*INSTRUCTIONS FOR THE TASK*
Transcribe exactly the first line of the listing below and each line that follows it, ending with the line that contains "provide: one SVG", and omit the remainder.

######

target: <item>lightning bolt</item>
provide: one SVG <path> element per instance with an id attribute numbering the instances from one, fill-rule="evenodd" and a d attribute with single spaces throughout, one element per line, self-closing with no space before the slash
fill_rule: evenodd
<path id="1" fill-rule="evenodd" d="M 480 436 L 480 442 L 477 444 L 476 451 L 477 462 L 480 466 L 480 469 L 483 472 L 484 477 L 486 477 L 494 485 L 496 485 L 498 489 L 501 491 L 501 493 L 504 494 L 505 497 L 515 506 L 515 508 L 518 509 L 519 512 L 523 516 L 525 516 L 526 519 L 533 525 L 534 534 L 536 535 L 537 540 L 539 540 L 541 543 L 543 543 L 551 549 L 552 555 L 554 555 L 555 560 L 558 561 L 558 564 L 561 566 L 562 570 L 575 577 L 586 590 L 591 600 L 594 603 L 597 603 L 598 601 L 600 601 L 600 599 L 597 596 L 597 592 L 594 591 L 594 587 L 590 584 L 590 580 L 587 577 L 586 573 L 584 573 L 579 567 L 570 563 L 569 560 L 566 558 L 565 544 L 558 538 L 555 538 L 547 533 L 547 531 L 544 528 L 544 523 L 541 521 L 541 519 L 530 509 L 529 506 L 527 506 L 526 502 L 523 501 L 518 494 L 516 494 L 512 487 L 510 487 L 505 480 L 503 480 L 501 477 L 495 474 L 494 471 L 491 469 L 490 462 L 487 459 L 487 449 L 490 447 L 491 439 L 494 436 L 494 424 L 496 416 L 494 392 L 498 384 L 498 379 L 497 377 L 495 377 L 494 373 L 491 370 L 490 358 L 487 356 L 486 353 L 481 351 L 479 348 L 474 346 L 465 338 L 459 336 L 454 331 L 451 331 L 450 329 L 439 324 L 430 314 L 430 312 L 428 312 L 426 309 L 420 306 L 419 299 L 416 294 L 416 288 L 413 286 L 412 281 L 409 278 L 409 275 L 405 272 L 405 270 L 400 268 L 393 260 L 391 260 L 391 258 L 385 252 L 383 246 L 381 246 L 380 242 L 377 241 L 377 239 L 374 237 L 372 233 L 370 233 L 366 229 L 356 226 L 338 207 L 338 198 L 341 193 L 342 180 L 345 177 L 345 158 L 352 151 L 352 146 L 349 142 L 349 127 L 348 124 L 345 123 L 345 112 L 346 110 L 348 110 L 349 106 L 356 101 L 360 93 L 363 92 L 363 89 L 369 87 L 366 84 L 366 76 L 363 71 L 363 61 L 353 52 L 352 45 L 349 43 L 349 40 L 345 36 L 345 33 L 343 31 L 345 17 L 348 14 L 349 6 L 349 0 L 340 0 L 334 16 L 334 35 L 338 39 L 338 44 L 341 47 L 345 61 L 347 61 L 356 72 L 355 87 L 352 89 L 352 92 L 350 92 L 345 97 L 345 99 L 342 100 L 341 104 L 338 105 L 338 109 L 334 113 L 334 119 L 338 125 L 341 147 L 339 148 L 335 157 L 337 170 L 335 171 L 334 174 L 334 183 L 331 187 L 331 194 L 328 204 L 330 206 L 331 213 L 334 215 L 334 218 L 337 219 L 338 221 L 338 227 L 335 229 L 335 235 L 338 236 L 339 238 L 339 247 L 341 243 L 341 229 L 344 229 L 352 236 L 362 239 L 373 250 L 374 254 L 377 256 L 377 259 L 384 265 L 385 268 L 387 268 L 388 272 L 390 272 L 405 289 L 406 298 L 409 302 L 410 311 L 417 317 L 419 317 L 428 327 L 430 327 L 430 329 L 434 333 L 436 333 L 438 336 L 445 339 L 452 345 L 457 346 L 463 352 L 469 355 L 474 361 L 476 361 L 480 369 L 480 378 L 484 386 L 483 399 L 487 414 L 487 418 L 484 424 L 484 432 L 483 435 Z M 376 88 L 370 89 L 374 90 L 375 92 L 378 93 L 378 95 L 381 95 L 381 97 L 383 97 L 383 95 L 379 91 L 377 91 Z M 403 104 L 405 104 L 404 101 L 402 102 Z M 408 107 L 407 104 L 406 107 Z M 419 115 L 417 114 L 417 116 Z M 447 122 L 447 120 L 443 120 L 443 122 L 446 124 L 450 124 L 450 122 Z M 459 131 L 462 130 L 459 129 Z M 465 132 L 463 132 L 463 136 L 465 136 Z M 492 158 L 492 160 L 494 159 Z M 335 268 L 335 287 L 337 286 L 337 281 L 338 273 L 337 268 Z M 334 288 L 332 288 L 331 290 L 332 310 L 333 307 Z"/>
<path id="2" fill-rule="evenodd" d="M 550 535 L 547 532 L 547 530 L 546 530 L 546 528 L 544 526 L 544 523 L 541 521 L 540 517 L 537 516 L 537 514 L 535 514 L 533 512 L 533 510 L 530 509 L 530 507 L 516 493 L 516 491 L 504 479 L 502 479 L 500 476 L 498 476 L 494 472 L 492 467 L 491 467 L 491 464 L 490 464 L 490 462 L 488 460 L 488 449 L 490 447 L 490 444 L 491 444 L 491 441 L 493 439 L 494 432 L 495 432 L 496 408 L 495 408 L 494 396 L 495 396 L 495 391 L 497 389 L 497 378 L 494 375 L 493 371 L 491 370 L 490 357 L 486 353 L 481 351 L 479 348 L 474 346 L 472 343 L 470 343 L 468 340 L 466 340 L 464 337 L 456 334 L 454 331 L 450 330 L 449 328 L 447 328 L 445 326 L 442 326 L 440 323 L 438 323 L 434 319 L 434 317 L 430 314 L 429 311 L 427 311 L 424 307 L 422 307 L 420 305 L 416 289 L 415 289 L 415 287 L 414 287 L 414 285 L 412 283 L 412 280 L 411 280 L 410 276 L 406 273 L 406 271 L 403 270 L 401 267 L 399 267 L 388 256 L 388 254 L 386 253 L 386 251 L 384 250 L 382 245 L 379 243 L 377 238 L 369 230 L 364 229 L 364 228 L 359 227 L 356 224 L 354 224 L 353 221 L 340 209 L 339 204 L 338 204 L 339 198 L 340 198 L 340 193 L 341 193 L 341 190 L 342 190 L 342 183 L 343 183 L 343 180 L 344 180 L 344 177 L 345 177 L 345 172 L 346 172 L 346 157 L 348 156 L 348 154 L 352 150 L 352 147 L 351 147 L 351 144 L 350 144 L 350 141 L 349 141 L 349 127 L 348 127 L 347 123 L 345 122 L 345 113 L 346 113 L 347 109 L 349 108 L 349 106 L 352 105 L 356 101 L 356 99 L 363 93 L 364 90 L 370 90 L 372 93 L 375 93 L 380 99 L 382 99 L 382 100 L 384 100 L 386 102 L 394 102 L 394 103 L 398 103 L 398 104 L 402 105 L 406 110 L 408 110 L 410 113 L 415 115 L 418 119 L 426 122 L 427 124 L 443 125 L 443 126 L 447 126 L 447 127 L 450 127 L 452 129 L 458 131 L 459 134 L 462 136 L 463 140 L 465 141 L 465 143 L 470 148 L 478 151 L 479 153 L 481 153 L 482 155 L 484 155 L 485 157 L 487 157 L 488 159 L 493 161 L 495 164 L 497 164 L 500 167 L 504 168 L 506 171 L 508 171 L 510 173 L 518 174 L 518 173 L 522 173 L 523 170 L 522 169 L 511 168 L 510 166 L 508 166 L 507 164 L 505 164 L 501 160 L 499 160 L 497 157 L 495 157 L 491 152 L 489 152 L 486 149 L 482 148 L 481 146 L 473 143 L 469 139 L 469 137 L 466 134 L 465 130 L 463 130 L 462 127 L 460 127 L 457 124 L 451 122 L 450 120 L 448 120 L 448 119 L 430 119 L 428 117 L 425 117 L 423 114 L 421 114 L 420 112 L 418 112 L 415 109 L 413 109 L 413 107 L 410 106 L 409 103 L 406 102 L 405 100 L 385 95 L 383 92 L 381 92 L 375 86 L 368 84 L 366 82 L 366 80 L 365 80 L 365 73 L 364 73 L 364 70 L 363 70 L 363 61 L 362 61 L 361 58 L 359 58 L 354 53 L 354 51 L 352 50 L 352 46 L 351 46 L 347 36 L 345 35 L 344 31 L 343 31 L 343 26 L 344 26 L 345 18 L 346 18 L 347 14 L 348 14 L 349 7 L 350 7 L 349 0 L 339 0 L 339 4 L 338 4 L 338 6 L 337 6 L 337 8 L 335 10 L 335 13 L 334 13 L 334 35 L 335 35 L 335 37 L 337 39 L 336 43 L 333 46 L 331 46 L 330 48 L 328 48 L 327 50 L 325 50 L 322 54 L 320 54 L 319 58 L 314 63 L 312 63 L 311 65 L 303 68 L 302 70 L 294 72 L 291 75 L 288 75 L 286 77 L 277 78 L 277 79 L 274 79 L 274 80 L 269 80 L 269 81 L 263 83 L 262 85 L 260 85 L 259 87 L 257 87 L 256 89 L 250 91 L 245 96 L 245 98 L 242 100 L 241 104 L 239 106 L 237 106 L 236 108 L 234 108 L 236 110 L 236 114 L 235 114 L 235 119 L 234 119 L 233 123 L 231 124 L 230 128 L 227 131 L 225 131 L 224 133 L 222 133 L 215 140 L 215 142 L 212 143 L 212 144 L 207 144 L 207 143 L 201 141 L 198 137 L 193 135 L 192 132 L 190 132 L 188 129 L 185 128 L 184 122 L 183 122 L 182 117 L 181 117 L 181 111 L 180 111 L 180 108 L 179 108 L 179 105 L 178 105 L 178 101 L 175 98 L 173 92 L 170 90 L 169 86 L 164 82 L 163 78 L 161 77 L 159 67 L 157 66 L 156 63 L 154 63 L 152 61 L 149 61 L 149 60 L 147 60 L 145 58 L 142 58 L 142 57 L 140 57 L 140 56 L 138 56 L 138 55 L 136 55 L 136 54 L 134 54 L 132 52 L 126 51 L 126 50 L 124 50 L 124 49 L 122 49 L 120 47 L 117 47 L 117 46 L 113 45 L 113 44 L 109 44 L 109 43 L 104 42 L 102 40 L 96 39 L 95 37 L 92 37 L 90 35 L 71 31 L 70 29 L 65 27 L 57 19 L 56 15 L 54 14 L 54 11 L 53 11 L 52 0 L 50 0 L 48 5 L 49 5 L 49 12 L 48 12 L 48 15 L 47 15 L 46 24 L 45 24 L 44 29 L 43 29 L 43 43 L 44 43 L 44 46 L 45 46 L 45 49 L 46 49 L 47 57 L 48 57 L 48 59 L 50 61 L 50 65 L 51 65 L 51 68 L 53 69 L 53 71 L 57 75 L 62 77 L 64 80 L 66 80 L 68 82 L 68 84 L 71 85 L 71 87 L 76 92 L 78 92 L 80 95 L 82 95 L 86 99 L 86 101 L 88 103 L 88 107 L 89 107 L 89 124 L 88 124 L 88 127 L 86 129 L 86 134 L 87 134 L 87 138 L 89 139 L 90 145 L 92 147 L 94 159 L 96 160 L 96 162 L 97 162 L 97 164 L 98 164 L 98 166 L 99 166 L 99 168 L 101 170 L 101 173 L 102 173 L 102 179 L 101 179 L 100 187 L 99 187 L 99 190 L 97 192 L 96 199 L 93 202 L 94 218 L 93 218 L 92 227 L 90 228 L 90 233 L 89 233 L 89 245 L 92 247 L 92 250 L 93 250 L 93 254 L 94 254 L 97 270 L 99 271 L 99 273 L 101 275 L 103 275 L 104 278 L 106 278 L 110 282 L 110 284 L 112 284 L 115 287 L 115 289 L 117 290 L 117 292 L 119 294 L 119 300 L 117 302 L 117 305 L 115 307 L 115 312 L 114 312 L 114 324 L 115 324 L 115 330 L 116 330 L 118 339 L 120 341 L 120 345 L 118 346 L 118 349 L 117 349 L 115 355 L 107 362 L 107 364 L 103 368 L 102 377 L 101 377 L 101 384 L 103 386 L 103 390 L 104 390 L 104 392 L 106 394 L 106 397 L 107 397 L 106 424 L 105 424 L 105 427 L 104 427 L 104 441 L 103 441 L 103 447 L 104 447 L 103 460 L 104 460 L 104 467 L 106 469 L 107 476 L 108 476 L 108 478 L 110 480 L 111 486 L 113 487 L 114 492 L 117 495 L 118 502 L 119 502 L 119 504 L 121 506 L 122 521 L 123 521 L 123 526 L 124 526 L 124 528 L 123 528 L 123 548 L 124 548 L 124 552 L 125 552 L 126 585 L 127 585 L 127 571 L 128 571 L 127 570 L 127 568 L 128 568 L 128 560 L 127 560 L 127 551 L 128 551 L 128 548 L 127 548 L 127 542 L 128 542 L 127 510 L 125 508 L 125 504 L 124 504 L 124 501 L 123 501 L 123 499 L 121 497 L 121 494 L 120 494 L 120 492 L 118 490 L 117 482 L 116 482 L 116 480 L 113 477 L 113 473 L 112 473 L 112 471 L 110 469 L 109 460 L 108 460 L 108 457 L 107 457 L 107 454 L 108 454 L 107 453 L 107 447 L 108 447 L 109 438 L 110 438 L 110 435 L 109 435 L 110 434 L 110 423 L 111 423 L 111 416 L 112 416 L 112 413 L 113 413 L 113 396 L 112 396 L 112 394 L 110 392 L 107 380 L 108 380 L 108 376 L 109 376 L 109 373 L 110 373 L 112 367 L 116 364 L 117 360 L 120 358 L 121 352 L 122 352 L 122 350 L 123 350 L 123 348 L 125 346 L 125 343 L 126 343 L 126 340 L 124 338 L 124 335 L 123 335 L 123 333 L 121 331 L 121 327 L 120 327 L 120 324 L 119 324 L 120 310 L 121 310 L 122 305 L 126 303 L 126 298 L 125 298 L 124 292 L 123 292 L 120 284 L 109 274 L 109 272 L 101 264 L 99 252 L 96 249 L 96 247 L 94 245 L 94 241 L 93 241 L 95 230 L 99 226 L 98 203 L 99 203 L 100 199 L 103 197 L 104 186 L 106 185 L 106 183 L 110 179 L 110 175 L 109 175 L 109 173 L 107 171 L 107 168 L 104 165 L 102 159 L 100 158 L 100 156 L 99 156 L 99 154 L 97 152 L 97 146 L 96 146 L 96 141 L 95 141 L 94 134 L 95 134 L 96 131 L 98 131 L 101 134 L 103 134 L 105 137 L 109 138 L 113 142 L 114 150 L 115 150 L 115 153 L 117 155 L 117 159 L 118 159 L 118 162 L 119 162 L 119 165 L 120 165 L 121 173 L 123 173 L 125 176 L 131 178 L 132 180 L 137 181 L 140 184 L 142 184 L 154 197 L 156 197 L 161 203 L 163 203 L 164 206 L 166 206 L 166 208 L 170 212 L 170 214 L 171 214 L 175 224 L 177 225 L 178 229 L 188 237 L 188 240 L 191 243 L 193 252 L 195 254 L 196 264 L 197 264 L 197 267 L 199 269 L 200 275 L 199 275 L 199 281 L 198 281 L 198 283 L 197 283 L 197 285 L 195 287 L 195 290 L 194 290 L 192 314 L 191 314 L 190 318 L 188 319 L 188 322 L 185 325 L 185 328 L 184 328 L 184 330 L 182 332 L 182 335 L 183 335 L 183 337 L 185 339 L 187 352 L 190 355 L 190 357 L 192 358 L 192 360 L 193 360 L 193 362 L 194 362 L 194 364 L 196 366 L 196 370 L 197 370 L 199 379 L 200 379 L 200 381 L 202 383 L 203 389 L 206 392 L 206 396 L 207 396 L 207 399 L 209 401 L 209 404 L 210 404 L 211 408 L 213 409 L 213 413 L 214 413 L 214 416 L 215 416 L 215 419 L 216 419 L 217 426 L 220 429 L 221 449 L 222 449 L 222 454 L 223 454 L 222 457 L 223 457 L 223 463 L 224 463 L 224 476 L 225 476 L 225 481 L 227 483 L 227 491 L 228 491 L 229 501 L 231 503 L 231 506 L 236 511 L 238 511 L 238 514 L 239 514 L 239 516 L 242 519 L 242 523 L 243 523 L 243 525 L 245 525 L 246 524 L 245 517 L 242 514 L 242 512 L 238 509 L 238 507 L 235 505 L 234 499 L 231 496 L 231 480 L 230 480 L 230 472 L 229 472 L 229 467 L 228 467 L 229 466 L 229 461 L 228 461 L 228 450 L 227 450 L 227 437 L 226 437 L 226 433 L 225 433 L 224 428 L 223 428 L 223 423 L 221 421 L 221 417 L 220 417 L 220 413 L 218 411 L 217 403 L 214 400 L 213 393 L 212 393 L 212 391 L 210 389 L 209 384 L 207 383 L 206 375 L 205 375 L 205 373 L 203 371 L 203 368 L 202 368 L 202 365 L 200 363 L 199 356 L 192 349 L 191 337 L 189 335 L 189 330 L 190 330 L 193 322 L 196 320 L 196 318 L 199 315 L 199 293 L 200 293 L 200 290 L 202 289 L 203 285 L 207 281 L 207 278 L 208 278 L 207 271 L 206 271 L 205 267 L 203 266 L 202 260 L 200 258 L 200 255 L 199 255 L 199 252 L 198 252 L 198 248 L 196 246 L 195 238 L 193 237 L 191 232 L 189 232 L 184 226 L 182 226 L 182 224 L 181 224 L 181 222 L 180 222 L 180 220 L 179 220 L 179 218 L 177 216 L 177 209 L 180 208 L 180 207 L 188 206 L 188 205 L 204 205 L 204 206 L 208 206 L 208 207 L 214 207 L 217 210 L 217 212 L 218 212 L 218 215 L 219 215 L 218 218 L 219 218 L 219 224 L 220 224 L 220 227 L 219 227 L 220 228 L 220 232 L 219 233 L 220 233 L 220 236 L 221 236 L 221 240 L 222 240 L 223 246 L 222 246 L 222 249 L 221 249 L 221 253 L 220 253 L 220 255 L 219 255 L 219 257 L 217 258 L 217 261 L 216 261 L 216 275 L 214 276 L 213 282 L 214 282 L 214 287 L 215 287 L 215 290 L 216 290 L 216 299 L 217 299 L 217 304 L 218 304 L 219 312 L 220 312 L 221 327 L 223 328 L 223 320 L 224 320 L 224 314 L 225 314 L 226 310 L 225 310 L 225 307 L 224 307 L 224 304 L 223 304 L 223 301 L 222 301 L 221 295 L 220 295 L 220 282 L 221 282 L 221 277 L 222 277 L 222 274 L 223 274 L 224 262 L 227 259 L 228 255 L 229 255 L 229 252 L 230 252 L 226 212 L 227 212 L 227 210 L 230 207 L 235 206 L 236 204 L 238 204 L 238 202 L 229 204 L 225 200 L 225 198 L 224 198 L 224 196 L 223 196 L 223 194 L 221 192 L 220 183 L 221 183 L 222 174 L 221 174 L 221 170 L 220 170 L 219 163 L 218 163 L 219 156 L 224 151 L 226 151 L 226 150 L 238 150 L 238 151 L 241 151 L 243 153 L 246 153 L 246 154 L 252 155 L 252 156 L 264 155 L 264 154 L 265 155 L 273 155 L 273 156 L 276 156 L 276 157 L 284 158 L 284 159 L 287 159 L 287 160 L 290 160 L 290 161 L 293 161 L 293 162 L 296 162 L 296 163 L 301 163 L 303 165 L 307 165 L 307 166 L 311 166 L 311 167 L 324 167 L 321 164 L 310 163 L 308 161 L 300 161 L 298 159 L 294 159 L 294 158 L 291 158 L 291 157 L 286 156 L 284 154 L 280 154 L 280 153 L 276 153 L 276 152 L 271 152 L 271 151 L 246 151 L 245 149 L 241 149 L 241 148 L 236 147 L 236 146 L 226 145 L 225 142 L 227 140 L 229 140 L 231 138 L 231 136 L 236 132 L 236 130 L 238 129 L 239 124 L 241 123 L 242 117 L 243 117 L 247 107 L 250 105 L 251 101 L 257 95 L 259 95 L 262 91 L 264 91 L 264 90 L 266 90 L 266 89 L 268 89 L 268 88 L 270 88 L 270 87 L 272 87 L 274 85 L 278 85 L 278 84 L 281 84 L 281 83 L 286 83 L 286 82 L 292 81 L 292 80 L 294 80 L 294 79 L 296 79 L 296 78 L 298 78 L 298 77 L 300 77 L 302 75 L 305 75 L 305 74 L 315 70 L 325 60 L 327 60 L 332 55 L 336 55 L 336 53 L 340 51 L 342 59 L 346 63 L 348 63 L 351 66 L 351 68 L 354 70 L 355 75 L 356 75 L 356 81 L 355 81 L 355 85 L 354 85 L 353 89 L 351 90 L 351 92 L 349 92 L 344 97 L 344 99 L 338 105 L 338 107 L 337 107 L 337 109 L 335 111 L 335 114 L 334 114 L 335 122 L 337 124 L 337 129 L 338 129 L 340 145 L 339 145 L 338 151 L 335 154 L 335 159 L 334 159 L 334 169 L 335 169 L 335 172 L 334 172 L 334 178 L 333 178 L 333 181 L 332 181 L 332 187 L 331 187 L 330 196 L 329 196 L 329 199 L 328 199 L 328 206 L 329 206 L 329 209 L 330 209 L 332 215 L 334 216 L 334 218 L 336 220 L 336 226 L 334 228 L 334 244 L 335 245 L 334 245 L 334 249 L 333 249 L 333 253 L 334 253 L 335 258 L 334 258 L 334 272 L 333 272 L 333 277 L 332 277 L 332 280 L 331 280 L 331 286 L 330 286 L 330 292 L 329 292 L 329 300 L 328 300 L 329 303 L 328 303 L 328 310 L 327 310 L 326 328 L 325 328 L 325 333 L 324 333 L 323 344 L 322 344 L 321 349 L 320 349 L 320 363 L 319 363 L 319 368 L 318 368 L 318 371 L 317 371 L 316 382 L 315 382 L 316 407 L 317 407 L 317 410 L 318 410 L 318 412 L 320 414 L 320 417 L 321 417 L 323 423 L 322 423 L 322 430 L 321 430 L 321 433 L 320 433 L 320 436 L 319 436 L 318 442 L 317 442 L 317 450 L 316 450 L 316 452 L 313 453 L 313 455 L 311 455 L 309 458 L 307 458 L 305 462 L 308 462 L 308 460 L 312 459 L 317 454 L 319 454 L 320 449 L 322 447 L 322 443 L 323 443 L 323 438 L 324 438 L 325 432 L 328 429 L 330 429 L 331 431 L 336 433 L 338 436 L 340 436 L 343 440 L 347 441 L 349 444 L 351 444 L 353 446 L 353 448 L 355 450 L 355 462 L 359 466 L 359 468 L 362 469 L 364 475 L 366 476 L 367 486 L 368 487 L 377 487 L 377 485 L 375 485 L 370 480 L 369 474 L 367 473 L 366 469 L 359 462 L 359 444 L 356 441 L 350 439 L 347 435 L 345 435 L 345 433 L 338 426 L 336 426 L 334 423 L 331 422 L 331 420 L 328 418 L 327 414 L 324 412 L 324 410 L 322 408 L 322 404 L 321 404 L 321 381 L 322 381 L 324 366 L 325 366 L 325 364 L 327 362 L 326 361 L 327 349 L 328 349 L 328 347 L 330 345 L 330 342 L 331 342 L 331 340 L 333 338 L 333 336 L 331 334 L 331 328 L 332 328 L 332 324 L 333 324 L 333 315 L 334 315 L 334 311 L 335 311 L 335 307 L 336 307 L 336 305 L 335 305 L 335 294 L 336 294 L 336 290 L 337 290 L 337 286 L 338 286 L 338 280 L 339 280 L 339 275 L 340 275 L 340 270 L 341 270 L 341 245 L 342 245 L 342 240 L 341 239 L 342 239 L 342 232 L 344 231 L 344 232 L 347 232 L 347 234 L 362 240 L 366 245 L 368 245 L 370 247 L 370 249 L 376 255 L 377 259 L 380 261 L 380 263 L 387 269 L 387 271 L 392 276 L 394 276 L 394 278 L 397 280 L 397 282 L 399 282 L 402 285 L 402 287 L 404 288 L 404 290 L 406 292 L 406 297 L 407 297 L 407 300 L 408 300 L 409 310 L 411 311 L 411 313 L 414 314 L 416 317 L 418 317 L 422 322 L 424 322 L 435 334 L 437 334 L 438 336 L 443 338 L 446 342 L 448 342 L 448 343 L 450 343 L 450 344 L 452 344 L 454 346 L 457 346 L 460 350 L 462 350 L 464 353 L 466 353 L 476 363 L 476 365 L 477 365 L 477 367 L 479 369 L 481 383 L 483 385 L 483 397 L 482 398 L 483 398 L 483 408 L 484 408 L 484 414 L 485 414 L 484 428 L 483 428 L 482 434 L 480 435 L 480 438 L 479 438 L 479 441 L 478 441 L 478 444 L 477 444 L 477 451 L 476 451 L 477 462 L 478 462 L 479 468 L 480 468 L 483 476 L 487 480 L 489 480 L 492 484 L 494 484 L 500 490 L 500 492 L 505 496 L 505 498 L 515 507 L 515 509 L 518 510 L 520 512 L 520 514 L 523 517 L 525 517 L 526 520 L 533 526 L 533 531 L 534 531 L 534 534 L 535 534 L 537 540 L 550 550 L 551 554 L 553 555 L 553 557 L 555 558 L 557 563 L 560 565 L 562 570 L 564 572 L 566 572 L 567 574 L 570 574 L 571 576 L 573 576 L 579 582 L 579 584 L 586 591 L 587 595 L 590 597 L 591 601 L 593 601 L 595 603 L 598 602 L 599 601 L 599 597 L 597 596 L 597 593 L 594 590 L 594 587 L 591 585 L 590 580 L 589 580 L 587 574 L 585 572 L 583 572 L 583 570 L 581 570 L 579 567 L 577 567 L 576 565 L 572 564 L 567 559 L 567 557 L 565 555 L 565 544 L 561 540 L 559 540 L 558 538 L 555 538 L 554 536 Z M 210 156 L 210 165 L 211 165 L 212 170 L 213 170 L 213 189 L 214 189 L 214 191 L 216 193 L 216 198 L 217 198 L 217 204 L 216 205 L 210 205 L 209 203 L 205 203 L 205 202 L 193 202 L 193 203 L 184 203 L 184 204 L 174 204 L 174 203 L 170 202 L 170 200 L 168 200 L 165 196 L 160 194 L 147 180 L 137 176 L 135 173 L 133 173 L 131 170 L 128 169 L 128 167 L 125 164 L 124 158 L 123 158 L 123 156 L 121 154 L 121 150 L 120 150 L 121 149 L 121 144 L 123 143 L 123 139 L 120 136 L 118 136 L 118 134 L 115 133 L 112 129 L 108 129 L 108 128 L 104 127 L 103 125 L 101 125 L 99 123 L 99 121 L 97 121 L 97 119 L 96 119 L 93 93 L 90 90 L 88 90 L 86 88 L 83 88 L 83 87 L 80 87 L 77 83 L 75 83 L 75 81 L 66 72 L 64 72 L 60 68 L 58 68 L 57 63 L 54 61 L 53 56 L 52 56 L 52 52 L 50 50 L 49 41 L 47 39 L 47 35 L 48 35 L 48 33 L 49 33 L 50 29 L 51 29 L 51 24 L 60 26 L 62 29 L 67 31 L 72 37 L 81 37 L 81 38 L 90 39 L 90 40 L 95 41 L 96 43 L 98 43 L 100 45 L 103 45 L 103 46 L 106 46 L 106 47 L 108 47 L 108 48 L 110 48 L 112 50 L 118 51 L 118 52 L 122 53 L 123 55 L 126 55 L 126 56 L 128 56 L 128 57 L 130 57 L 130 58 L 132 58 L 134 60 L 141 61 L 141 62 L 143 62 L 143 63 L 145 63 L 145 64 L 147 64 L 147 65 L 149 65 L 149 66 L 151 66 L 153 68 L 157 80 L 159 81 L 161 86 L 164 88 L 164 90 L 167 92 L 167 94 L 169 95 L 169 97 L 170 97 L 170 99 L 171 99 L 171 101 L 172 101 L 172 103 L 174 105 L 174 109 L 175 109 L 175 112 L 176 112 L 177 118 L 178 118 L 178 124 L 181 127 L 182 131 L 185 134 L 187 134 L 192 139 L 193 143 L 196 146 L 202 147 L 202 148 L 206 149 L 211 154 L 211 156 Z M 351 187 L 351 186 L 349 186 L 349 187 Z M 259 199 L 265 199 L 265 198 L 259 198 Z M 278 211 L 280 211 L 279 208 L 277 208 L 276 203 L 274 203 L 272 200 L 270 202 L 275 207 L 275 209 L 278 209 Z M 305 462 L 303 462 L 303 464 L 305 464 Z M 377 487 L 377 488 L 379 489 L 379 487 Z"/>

######

*ANSWER SECTION*
target: <item>lightning bolt</item>
provide: one SVG <path> element per instance with an id attribute numbering the instances from one, fill-rule="evenodd" and a d attribute with single spaces throughout, one element per line, self-closing with no space before the slash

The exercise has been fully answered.